Task directions – Reproduce the passage on the TF-C model architecture word for word, from "Projector’s Architecture: The" to "in Fig. 2b.".

Projector’s Architecture: The projectors (both $R_T$ and $R_F$) are composed of a dense linear layer with 256 neurons, followed by batch-normalization, ReLU activation and another linear layer with 128 units, as indicated in Fig. 2b.

Prediction Head and Downstream Model: Once the model components (i.e., $G_T$, $G_F$, $R_T$, and $R_F$) are trained in the pretext task, a downstream model is build by combining with a prediction head. The prediction head is attached after the time ($R_T$) and frequency ($R_F$) projectors, receiving as input the concatenation of $z^T$ and $z^F$. It is composed of a linear dense layer with 64 elements, a ReLU activation and another linear dense layer with 6 neurons to produce the class-logits, as illustrated in Fig. 2c.

Time-Frequency Consistency Augmentations: In the time domain, the data is augmented by a jitter transformation with scale of 0.8. In the frequency domain some frequencies, selected when a random variable with normal distribution (mean 0.5 and standard deviation 0.5) is greater than 1.

4 Experimental Results

This section presents the analyses of the TF-C framework. First, Sect. 4.1 lists the materials and methods used in our experiments. Then, Sect. 4.2 presents the validation results, demonstrating that our code is competitive with the state-of-the-art. Next, Sect. 4.3 discusses the quantitative results, assessing the performance of the ML models under different data regimen. Finally, Sect. 4.4 assess the quality of the representations learned by the models.

Data extract –
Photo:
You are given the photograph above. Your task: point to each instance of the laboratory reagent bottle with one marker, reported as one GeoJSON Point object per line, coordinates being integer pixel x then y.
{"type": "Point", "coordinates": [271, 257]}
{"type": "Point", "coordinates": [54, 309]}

Written response –
Projector’s Architecture: The projectors (both $R_T$ and $R_F$) are composed of a dense linear layer with 256 neurons, followed by batch-normalization, ReLU activation and another linear layer with 128 units, as indicated in Fig. 2b.